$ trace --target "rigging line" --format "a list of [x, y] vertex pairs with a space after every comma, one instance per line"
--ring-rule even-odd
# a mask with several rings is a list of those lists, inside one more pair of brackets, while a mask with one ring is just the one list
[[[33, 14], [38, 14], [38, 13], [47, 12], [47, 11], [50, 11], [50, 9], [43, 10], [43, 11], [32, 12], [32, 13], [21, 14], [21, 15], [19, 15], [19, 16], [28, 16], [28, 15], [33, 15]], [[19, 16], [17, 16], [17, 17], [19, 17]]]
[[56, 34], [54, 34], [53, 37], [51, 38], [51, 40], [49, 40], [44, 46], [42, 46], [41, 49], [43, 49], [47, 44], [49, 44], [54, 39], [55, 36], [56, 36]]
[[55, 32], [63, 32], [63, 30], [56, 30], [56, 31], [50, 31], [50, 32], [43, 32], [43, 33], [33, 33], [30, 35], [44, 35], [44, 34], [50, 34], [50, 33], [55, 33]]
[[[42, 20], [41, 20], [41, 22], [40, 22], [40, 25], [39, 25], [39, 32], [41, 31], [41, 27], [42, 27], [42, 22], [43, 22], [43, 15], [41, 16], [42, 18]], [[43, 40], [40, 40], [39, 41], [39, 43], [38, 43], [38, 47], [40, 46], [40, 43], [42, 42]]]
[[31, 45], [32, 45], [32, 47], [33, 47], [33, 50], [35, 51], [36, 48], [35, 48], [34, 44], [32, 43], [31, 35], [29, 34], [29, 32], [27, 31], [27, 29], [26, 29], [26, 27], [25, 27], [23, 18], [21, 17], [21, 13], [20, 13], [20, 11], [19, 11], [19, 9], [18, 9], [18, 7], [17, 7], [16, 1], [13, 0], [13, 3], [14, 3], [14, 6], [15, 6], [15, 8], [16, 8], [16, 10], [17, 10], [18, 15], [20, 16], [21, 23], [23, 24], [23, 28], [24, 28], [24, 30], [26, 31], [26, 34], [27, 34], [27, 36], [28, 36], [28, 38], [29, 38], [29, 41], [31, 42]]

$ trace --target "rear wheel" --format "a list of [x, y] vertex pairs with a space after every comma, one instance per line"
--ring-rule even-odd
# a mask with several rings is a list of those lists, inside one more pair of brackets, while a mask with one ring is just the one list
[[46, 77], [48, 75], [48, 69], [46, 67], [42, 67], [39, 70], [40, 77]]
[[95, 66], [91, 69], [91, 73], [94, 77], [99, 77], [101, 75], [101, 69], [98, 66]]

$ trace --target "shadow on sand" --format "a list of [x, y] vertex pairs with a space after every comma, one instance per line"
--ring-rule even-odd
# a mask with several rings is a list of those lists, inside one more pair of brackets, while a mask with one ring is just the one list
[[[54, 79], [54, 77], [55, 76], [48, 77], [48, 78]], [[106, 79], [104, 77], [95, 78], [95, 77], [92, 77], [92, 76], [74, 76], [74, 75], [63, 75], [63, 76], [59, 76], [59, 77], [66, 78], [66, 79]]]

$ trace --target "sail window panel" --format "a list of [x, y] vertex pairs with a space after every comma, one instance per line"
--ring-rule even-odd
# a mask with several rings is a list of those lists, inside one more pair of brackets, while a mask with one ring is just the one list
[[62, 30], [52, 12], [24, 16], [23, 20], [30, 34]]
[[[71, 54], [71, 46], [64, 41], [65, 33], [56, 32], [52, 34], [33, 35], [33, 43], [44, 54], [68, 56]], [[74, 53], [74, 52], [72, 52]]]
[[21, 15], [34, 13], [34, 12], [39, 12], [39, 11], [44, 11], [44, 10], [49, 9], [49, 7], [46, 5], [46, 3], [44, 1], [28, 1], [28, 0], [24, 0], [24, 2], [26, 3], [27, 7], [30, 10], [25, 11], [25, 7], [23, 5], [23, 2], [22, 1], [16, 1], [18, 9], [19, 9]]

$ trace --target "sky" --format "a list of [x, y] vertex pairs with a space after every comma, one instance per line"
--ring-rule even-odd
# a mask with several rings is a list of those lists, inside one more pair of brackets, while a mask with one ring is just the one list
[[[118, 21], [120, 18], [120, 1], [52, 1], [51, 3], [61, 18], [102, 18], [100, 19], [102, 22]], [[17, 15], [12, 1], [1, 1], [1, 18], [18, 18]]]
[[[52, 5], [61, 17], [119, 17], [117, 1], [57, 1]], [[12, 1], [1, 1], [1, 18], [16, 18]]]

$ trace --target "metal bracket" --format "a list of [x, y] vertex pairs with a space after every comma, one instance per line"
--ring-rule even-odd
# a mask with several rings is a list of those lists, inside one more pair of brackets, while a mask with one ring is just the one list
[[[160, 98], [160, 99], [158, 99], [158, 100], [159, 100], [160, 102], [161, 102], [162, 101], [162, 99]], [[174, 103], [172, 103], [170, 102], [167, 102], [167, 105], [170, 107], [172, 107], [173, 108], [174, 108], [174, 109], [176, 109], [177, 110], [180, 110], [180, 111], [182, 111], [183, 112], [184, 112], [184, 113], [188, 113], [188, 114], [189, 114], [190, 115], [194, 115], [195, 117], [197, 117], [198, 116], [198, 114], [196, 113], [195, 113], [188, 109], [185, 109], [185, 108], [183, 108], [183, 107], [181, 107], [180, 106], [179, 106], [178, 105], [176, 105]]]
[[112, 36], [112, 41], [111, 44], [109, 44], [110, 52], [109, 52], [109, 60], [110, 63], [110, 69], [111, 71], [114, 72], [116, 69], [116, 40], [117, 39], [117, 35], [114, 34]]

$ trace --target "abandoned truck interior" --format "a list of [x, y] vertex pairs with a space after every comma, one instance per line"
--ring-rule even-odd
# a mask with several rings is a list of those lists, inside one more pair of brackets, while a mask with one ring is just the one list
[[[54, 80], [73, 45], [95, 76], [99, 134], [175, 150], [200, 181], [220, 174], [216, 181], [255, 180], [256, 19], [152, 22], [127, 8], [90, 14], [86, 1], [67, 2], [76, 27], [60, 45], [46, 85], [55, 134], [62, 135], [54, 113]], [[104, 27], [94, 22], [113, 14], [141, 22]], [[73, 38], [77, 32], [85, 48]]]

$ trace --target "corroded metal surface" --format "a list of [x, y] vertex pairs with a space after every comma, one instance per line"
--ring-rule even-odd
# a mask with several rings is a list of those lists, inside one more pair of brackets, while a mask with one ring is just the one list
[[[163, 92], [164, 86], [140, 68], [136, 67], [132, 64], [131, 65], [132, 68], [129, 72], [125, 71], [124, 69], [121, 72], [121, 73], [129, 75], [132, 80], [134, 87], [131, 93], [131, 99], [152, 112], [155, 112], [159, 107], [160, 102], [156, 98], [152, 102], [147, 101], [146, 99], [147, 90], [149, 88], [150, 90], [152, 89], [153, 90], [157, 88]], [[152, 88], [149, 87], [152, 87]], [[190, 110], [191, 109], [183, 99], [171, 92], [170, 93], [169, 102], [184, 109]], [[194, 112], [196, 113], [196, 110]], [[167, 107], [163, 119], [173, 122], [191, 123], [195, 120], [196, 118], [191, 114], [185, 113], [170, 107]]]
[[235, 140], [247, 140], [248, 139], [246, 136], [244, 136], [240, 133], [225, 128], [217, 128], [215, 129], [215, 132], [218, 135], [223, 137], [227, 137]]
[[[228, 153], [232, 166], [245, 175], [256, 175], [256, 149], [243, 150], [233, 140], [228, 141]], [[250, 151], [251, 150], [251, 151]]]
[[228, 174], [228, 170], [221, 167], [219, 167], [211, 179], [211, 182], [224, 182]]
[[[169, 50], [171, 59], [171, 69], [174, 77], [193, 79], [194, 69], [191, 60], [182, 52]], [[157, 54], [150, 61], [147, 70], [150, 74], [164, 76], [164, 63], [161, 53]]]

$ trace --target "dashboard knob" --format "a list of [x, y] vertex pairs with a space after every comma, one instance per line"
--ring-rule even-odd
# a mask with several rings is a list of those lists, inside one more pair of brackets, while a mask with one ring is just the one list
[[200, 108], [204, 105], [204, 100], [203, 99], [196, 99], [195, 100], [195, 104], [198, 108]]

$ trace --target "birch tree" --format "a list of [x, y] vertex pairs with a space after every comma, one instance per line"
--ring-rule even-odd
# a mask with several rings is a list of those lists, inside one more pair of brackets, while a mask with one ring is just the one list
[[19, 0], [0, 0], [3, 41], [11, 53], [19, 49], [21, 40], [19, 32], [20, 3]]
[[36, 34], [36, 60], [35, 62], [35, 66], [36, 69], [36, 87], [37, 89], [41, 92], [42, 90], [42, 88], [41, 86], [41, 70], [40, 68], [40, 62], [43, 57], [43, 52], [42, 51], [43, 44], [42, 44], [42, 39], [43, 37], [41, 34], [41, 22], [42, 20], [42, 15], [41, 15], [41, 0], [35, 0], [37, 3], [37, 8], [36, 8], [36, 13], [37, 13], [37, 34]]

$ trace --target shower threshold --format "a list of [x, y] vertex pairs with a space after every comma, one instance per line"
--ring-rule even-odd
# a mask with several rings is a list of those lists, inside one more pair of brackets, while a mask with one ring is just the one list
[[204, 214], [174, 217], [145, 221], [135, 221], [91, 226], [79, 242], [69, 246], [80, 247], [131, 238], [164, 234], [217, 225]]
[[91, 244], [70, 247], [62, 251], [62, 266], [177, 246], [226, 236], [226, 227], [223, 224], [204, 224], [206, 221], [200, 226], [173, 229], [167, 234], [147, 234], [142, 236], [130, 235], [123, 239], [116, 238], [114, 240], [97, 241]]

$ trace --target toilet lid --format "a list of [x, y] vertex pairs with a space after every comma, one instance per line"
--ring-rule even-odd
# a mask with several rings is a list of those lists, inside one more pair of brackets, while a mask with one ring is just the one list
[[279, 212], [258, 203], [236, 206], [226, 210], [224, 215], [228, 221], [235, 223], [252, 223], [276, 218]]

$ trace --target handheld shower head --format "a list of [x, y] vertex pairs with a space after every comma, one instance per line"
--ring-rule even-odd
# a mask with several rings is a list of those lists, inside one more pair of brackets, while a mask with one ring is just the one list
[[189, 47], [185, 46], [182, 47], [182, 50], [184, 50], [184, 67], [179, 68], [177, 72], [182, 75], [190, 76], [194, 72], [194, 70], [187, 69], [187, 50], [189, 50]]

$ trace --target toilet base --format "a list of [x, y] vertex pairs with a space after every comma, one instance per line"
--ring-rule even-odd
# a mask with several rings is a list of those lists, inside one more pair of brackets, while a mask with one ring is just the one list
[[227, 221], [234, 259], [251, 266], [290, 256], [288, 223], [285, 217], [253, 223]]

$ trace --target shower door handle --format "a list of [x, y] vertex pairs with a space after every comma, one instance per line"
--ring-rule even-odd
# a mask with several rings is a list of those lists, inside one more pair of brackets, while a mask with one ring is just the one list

#### [GOAL]
Rewrite everything from the start of the rows down to the line containing "36], [56, 36]]", replacing "rigging line" with "mooring line" and leaving all else unchanged.

#### [RESULT FOR THIS TASK]
$ trace --target "mooring line" --format "a list of [x, y] vertex pairs with a space after every comma, one instance per line"
--ring-rule even-odd
# a mask with several rings is a list of those lists, inside one more pair of brackets, while a mask with one ring is just the one list
[[[33, 14], [38, 14], [38, 13], [47, 12], [47, 11], [50, 11], [50, 9], [43, 10], [43, 11], [32, 12], [32, 13], [21, 14], [21, 15], [19, 15], [19, 16], [28, 16], [28, 15], [33, 15]], [[19, 16], [17, 16], [17, 17], [19, 17]]]
[[56, 34], [54, 34], [53, 37], [51, 38], [51, 40], [49, 40], [44, 46], [42, 46], [41, 49], [43, 49], [47, 44], [49, 44], [54, 39], [55, 36], [56, 36]]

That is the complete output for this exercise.